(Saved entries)
╔══
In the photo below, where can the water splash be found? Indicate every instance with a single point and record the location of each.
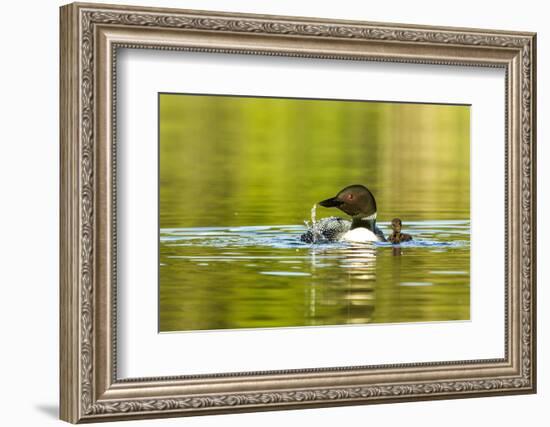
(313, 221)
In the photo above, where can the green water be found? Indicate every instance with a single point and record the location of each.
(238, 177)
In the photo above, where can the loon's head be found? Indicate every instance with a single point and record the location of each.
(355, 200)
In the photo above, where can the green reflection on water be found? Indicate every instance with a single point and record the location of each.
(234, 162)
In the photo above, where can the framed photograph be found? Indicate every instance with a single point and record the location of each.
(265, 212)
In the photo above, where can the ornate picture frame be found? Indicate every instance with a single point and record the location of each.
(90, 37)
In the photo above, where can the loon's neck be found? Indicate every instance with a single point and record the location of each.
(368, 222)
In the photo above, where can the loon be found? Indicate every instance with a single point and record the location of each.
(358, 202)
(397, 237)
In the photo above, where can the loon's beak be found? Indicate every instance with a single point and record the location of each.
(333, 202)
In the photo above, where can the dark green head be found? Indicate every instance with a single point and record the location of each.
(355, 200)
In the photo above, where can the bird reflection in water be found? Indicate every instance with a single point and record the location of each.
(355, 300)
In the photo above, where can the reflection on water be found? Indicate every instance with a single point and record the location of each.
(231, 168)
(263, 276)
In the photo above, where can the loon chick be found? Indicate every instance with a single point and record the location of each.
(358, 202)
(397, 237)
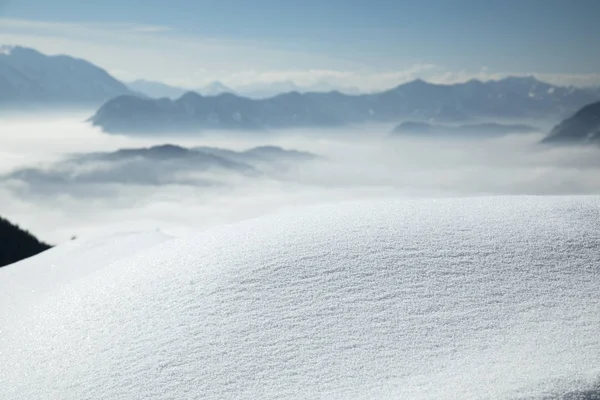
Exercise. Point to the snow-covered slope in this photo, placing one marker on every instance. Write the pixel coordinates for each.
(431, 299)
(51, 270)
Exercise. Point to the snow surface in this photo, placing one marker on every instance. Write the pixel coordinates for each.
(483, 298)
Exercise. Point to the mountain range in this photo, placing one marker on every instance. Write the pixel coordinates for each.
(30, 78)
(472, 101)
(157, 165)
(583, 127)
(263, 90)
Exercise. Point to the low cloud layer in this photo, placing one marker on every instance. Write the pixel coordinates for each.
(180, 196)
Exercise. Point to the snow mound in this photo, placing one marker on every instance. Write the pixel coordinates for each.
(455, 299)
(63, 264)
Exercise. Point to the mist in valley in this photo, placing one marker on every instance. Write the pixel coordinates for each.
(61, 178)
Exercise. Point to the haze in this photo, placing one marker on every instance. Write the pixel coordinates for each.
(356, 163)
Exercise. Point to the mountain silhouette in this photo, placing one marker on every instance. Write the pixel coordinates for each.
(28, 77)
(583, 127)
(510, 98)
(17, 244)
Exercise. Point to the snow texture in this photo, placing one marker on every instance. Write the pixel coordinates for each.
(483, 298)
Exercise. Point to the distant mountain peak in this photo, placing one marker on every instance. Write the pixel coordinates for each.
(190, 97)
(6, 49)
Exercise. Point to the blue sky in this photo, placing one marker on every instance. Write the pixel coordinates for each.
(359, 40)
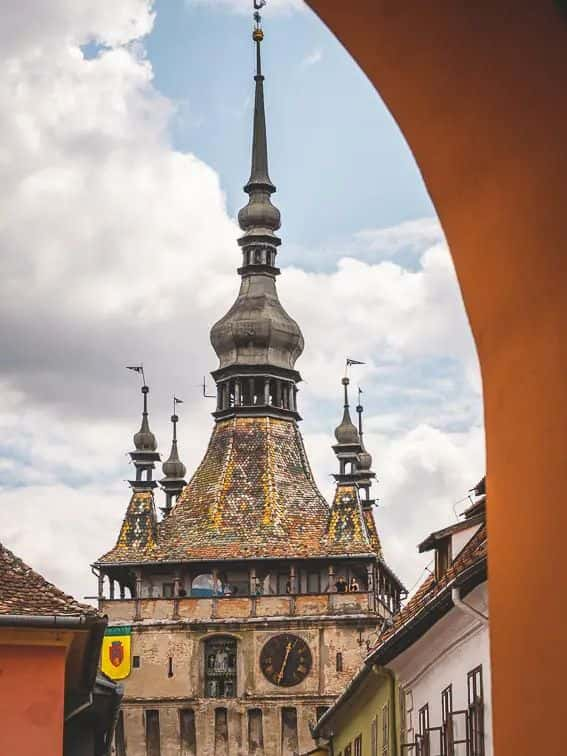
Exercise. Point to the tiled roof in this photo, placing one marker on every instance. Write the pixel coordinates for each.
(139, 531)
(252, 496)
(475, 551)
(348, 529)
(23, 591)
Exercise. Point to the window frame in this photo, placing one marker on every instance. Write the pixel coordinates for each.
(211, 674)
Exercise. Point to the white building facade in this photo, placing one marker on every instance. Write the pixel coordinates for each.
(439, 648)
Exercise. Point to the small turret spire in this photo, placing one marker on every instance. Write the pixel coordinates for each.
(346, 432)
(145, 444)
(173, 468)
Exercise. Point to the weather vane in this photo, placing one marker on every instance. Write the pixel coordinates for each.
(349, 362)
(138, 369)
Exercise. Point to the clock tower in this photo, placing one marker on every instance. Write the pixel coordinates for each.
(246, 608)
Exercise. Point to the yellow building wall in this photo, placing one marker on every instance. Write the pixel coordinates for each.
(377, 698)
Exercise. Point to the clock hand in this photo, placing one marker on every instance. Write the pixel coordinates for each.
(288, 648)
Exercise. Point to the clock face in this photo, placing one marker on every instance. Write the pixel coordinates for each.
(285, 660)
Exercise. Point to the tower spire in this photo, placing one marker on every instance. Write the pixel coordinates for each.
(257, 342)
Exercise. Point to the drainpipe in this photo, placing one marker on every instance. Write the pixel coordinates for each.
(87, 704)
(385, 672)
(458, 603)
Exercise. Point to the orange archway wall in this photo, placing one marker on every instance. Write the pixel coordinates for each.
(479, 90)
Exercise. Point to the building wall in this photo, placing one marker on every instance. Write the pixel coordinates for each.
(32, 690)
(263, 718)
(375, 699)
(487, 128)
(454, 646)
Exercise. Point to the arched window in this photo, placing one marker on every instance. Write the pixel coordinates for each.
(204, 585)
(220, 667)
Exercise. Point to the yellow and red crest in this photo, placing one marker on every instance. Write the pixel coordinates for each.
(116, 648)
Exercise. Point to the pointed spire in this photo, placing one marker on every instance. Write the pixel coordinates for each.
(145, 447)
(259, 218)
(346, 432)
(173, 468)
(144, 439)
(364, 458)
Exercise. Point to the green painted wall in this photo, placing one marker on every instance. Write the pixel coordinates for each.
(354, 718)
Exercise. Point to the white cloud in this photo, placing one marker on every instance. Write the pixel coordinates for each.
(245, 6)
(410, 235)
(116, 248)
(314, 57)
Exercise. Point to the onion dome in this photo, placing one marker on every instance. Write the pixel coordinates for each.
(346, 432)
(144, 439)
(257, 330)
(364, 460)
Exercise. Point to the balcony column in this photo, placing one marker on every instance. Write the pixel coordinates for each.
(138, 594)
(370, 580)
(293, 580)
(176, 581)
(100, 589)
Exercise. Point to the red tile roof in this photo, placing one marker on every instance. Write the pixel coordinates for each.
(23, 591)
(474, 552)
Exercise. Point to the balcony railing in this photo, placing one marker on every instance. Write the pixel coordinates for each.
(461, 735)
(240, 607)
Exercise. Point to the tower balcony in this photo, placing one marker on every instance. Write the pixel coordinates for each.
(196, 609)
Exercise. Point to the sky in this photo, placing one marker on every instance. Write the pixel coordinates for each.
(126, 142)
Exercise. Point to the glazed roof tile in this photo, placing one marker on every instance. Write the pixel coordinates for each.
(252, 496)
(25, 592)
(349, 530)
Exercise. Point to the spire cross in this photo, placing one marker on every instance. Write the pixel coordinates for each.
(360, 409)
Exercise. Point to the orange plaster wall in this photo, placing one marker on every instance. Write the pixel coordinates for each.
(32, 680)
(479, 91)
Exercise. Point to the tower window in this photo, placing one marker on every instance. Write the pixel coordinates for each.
╚══
• _TO DO_:
The expected output is every entry above, character for character, with no pictures.

• _PROBLEM SOLUTION_:
In the photo below, where can the water splash be found? Indicate every instance with a single point and record the location of each.
(313, 221)
In the photo above, where can the green water be found? Indicate every instance with a single point and record the location of each.
(238, 177)
In the photo above, where can the loon's head be found? Indicate every instance with a single point and record the location of each.
(355, 200)
In the photo above, where can the green reflection on water be found? Indicate every instance with a single point and record the location of each.
(234, 162)
In the photo above, where can the framed photograph be found? Indicate every instance with a single point and record the location of each.
(265, 212)
In the photo above, where can the ornate picture frame be found? Indicate every instance with a single point and record the location of each.
(90, 37)
In the photo above, where can the loon's neck be found? Indicate every instance with a single point and record the location of each.
(368, 222)
In the photo above, where can the loon be found? Indicate every instance with a single point and record the location of each.
(358, 202)
(397, 237)
In the photo above, where can the loon's beak be found? Indicate every instance with a single point and record the location of each.
(333, 202)
In the photo above, where can the dark green head be found? Indicate every instance with a single point and record the location of each.
(355, 200)
In the photo above, where can the bird reflection in water be found? Indicate every instance with a single point and record the location of each.
(355, 300)
In the photo above, where can the reflection on water be found? Indicate every instance with a single point and record the location of each.
(231, 168)
(263, 276)
In the photo above, where can the loon chick be found? Indicate every instance with a single point and record the location of each.
(358, 202)
(397, 237)
Exercise. Point to the snow-covered slope in this photo, placing one marker on every instance. Write the pixel coordinates for each.
(431, 299)
(51, 270)
Exercise. Point to the snow surface in this photo, placing one marker on every instance. Write the pixel coordinates for each.
(483, 298)
Exercise. Point to the mountain range in this photo, placing one marker on every instance. Write the pixel coordinates for each.
(30, 78)
(472, 101)
(157, 165)
(583, 127)
(263, 90)
Exercise. Point to the low cloud layer in this photo, placing one marker on every instance. Write the pixel coordinates for each.
(180, 196)
Exercise. Point to the snow mound in this photo, placing one marker on every instance. Write the pixel coordinates for each.
(455, 299)
(63, 264)
Exercise. Point to the mist in valley in this photo, placing one marker on every instance. Write the pixel coordinates for each.
(61, 178)
Exercise. Point to the haze in this photo, placing one marker on every instance. Write the pixel coordinates for each.
(356, 163)
Exercise. Point to the mountain silhouette in this photo, placing one marker on every instance. Write the pixel coordinates for each.
(28, 77)
(583, 127)
(510, 98)
(17, 244)
Exercise. Point to the snow texture in this photo, placing one marker on every instance. Write the pixel coordinates for each.
(483, 298)
Exercise. Point to the distant mountain peak in this photo, placing one marker on every instance. Write the pixel coordinates for each.
(190, 97)
(6, 49)
Exercise. Point to the blue sky in this photo, placing one marker on every instance. Write the pixel coordinates for each.
(359, 40)
Exercise. Point to the tiled roof in this photo, placing one marker on every instance. Write the pixel coordinates for each.
(139, 531)
(252, 496)
(475, 551)
(348, 529)
(23, 591)
Exercise. Point to the window frame in this photo, placing one marker on every instance. Write the pixel coordinates for each.
(211, 674)
Exercise. Point to the white building facade in this photo, placing one marker on every instance. Write the pixel coordinates for each.
(439, 648)
Exercise. Point to the small turret spire in this photo, placing one marker on every instance. Write the pixel coordinates for each.
(346, 432)
(145, 444)
(173, 468)
Exercise. Point to the weather vane in this photo, placing one marker on every instance. Write the pixel coordinates for each.
(349, 362)
(138, 369)
Exercise. Point to the clock tower in this photo, placing one marker on every instance. Write the pixel coordinates for each.
(246, 608)
Exercise. Point to the yellow building wall in this photo, placing one marker on every instance. Write the pixel coordinates for each.
(377, 698)
Exercise. Point to the clock hand in this photo, placing one marker on every instance. Write the pixel coordinates for each.
(288, 648)
Exercise. Point to the clock face in this photo, placing one marker on every instance. Write the pixel coordinates for each.
(285, 660)
Exercise. Point to the tower spire in this photo, placing one marker on every instance. Write the pixel coordinates for each.
(257, 342)
Exercise. Point to the drainpipe in this photo, placing one marker on every instance. Write the pixel coordinates for each.
(87, 704)
(385, 672)
(458, 603)
Exercise. Point to the orange archway wall in this photo, placing one marker on every instance. Write the pixel coordinates for each.
(479, 90)
Exercise. Point to the building wall in this photo, placing one marker on every instance. Write the pixel coordinates for each.
(32, 690)
(263, 718)
(375, 699)
(487, 128)
(454, 646)
Exercise. Point to the arched window in this photo, placing one marker on every instance. Write the pixel coordinates for each.
(204, 585)
(220, 667)
Exercise. Point to the yellow and red crest in this photo, placing one marker on every instance. Write the pixel coordinates for each.
(116, 648)
Exercise. Point to the pointed spire in this photo, placing one marker on every instance. Write the pixel coordinates for each.
(145, 447)
(259, 218)
(346, 432)
(173, 468)
(144, 439)
(364, 458)
Exercise. Point to the green painted wall in this photo, placing one marker on every instance. Write the pixel coordinates for each.
(354, 718)
Exercise. Point to the white cloud in this photo, placing one marker on every instance. Write the pixel coordinates for each.
(245, 6)
(410, 235)
(116, 248)
(314, 57)
Exercise. Point to the onion dome in this photo, placing one marker on every instance. Write the pixel coordinates for each.
(346, 432)
(144, 439)
(257, 330)
(364, 460)
Exercise. Point to the balcony column in this photo, placing one marker on every instance. Write the pixel coordinates for each.
(138, 594)
(370, 580)
(293, 580)
(176, 581)
(100, 589)
Exercise. Point to the red tile roof in this photo, placing one marker on every instance. Write the pixel coordinates for each.
(23, 591)
(474, 552)
Exercise. Point to the balcony railing in this photo, placing one marker on every instance. Write the pixel coordinates for each.
(461, 735)
(240, 607)
Exercise. Point to the tower balcony in this photo, placing one marker on every instance. Write the pixel coordinates for each.
(196, 609)
Exercise. Point to the sky in this photo, placing one marker on every instance. Write the pixel coordinates for each.
(126, 142)
Exercise. Point to the glazed roof tile in this photo, placing one marker on every instance. Write the pixel coordinates for each.
(252, 496)
(25, 592)
(349, 530)
Exercise. Point to the spire cross in this photo, placing one marker on every instance. Write the pixel coordinates for each.
(360, 409)
Exercise. Point to the orange plaster wall in this photo, placing one marker on every instance. Write the pixel coordinates for each.
(32, 680)
(479, 91)
Exercise. Point to the tower window in this photo, placing one marker on every instance. Write the pixel coordinates for each.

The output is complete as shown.